Task to carry out | Render the material below as a JSON list of strings, with one string for each line and blank lines omitted.

Records shown |
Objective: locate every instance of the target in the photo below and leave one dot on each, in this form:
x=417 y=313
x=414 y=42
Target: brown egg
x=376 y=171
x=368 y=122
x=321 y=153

Full answer |
[
  "Objective: locate every instance of the target in the photo below and leave one dot on each, in this form:",
  "x=417 y=313",
  "x=414 y=42",
  "Target: brown egg",
  "x=376 y=171",
  "x=368 y=122",
  "x=321 y=153"
]